§ **Data rows**:
/---

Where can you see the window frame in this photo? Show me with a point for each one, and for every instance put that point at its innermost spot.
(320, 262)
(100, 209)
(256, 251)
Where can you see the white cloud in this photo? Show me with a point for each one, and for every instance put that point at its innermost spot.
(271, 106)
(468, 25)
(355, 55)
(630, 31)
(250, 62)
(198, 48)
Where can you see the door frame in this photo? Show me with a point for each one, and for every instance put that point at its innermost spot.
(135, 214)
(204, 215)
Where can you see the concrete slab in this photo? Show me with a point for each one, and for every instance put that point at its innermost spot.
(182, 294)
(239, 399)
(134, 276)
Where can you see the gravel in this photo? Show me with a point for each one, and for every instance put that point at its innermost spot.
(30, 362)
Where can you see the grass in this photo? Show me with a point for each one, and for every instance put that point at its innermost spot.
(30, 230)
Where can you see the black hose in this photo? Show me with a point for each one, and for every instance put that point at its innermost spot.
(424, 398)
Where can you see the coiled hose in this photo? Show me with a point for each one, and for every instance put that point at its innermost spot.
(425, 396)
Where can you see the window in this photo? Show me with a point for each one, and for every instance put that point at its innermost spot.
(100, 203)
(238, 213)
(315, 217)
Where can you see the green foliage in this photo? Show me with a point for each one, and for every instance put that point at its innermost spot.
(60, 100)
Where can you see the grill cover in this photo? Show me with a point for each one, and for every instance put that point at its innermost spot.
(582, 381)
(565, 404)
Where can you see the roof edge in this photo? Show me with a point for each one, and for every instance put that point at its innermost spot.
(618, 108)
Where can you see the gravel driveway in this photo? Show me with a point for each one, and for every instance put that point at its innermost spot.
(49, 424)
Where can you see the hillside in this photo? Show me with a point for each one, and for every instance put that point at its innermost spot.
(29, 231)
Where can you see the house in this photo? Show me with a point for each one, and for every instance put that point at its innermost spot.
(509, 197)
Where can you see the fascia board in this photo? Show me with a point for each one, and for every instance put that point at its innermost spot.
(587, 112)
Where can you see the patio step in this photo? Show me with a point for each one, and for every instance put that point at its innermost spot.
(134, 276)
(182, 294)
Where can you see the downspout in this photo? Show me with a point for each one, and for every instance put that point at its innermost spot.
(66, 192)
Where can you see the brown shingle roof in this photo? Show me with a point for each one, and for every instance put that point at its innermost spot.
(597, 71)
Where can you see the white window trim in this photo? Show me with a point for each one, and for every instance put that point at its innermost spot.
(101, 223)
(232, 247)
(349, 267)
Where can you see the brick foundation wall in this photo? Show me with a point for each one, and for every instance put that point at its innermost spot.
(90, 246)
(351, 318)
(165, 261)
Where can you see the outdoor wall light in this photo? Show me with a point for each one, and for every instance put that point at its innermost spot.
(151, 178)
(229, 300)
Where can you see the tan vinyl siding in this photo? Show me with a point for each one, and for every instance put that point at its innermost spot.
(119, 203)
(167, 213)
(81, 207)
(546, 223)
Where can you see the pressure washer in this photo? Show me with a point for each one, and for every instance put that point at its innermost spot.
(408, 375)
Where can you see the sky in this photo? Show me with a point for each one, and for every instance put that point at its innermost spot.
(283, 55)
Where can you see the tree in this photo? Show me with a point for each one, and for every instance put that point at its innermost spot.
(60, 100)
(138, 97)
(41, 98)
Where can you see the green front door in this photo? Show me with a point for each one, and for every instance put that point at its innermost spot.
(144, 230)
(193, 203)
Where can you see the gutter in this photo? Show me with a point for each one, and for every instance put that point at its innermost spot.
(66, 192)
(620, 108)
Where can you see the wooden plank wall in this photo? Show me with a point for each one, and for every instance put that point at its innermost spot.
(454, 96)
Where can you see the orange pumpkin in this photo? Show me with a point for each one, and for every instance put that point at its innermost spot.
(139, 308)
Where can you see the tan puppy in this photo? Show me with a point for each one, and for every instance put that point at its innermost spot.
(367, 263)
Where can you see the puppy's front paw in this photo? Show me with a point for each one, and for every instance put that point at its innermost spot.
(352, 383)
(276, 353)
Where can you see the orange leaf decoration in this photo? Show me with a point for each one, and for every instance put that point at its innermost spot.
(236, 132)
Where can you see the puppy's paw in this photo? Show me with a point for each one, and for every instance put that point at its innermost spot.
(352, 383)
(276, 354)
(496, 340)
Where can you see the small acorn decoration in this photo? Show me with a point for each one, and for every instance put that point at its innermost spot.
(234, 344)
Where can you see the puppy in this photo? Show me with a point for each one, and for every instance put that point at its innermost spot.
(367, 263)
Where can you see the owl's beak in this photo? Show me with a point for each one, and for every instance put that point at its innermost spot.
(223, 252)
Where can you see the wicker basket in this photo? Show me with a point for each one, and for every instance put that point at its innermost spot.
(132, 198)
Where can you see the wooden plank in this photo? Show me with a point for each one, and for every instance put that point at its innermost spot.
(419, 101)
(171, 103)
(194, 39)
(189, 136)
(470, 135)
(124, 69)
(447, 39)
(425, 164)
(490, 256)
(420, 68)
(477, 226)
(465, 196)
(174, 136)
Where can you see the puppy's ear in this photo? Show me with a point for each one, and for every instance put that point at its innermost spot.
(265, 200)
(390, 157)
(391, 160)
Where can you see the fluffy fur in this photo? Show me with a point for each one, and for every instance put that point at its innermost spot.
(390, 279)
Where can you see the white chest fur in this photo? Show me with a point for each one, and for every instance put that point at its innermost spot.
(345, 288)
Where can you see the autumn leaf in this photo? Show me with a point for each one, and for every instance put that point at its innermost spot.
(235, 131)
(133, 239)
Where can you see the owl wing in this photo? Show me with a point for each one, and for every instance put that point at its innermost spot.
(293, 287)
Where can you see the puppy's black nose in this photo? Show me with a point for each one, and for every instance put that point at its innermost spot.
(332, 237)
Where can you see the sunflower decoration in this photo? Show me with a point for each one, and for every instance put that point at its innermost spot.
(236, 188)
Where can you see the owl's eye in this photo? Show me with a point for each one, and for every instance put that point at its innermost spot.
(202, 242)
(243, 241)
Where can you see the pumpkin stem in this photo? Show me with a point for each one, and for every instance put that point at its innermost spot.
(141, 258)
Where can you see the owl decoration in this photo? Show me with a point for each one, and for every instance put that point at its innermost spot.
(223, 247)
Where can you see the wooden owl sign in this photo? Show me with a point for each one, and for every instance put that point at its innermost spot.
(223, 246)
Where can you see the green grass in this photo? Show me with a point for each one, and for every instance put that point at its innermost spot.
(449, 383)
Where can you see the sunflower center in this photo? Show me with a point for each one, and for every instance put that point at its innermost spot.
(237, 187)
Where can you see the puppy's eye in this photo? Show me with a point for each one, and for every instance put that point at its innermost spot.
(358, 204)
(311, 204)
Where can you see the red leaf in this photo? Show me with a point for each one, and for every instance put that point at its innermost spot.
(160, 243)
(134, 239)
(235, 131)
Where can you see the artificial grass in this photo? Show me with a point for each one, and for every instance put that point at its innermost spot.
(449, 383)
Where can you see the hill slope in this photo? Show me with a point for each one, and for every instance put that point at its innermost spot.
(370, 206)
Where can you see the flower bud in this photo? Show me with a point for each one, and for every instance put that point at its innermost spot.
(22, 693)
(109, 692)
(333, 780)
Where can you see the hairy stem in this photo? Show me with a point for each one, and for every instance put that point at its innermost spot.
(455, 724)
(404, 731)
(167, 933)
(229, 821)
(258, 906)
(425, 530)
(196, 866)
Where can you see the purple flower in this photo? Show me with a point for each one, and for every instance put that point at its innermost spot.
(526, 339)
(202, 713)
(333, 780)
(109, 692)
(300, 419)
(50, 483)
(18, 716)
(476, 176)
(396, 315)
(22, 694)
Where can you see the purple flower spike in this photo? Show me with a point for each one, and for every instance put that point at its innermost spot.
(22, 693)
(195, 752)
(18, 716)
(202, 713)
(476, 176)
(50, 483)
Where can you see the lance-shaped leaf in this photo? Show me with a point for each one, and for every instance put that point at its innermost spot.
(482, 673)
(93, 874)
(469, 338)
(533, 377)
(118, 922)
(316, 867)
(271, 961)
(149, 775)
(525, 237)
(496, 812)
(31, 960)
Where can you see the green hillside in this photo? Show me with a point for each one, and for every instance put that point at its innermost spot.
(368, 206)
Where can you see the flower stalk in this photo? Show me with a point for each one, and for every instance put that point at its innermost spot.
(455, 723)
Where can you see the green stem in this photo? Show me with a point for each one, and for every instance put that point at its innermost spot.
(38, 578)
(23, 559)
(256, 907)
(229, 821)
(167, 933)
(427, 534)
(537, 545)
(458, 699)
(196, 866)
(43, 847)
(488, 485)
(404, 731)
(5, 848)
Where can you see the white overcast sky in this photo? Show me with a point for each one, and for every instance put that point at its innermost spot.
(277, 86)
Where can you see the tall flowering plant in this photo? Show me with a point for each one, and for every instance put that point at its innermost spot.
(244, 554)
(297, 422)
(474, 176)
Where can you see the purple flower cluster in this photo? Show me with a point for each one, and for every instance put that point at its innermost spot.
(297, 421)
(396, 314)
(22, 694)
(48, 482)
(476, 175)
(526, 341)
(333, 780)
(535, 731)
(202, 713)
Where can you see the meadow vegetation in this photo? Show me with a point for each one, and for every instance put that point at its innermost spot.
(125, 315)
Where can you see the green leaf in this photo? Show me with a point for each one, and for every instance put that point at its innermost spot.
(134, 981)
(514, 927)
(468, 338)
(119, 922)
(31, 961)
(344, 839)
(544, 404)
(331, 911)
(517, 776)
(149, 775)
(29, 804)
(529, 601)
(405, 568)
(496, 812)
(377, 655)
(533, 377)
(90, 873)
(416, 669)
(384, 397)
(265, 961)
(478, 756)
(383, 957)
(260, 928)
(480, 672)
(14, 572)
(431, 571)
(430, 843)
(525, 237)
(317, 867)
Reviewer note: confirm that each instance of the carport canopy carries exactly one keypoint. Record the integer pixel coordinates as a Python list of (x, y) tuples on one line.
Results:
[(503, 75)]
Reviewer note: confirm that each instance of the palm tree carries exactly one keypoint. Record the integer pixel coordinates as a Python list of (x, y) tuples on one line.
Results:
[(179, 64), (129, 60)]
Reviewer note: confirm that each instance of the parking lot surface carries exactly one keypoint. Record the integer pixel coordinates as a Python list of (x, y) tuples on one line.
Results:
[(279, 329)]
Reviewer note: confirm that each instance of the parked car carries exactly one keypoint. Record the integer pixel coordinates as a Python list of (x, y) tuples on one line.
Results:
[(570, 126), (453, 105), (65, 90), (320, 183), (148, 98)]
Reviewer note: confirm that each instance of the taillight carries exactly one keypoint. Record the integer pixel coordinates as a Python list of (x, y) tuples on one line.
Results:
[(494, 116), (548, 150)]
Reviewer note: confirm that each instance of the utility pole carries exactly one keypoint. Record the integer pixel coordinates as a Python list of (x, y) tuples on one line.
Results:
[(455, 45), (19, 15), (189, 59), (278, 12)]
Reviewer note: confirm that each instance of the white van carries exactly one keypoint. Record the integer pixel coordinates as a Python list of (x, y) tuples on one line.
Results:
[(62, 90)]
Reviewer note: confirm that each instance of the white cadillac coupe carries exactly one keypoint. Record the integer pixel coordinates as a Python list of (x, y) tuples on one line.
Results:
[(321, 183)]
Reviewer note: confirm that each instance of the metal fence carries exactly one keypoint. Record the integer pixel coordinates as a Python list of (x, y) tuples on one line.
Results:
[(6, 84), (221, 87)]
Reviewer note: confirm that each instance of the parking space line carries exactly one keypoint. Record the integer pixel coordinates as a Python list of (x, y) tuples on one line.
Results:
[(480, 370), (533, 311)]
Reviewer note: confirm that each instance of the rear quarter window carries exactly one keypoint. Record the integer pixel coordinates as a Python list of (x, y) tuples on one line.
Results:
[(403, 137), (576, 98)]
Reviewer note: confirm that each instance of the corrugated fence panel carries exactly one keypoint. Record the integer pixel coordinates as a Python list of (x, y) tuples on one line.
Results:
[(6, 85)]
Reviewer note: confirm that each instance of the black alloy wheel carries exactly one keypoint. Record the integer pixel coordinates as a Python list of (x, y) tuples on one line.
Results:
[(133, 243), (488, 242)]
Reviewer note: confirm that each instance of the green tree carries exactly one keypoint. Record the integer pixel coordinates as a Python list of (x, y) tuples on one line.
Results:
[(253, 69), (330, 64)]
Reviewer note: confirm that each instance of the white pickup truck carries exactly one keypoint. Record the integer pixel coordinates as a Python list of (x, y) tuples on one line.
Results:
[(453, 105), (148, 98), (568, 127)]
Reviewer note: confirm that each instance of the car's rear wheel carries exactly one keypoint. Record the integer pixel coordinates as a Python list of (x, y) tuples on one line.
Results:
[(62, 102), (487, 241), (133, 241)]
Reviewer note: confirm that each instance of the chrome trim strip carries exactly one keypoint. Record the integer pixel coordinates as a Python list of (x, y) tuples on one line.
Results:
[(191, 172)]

\---

§ **Task brief**: Copy everything from the line containing "Reviewer note: confirm that each instance of the taillight" down to the line containing "[(494, 116), (548, 150)]", swapping "taillight" for "brake light" and changing nothing else.

§ **In response**:
Reviewer note: confirm that each instance of the brake light carries exactly one keypoint. Record the integer pixel coordinates as a Python list of (x, y) tuples on one line.
Results:
[(494, 116), (548, 150)]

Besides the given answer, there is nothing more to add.